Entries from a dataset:
Begin

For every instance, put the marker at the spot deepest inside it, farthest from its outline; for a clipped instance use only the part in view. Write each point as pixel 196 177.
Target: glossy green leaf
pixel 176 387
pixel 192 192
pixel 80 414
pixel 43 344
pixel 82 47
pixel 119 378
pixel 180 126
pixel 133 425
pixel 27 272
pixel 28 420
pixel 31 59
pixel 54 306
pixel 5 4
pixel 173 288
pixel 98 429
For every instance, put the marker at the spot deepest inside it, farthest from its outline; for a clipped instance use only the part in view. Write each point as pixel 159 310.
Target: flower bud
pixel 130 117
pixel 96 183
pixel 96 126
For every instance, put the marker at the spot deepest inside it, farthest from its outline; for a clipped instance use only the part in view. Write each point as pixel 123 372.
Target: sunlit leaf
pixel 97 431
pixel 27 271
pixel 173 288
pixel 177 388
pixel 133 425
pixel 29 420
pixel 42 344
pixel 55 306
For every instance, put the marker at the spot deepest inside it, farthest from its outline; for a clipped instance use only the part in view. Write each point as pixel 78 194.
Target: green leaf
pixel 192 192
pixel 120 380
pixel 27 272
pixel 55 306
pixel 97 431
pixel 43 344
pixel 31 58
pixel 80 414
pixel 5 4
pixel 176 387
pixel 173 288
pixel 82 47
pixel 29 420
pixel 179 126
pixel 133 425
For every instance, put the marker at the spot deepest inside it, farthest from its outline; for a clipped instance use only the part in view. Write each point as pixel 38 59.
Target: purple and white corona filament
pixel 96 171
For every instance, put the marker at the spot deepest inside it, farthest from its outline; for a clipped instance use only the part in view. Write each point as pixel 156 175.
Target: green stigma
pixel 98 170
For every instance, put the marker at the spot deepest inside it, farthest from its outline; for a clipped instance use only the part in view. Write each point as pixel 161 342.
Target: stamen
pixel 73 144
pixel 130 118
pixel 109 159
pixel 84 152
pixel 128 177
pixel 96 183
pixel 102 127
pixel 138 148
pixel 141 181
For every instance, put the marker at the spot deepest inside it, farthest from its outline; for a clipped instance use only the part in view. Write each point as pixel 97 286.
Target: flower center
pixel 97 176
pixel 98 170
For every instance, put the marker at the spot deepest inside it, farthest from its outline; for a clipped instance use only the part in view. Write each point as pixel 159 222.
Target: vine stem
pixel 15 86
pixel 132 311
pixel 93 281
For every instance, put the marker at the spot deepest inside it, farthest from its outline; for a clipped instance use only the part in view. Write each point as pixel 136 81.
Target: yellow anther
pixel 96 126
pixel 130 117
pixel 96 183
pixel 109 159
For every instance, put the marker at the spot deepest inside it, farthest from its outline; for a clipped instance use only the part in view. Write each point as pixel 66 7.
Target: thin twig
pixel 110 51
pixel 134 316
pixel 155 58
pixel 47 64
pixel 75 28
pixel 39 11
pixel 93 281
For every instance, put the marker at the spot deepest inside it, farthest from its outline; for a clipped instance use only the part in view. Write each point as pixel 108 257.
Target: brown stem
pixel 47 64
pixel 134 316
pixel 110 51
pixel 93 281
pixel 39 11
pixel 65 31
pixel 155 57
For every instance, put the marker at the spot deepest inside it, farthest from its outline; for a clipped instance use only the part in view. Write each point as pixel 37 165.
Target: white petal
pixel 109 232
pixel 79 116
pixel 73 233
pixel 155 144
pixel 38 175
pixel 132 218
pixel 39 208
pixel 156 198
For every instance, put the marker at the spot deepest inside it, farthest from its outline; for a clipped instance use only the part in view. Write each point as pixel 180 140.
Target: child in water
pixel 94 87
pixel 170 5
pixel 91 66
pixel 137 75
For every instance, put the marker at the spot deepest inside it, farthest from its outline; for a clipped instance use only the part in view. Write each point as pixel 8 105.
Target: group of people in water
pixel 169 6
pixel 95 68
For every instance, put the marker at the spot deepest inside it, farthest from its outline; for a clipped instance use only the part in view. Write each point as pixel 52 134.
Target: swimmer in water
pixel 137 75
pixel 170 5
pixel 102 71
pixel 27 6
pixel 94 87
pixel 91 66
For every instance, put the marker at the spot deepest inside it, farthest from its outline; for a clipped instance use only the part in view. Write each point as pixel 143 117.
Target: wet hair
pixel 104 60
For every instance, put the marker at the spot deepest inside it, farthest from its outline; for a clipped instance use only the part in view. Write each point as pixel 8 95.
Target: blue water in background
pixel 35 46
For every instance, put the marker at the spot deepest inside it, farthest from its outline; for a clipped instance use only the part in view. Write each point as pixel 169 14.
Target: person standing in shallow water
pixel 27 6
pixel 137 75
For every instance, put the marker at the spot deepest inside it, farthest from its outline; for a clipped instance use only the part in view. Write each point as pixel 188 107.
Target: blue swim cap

End

§ What is being asked: Quote the lines of the listing above word for word, from the line with "pixel 180 140." to the line with "pixel 95 68", including both of those lines.

§ Response:
For every instance, put the marker at the spot deepest inside it, farthest from its outline; for a clipped instance use only the part in view. Write each point as pixel 180 140.
Target: child in water
pixel 94 87
pixel 170 5
pixel 91 66
pixel 137 75
For every instance, put the marker at the spot deepest inside it, farthest from its outline; for a clipped instance use only the part in view. Write each point as pixel 8 105.
Target: group of people in water
pixel 169 6
pixel 95 68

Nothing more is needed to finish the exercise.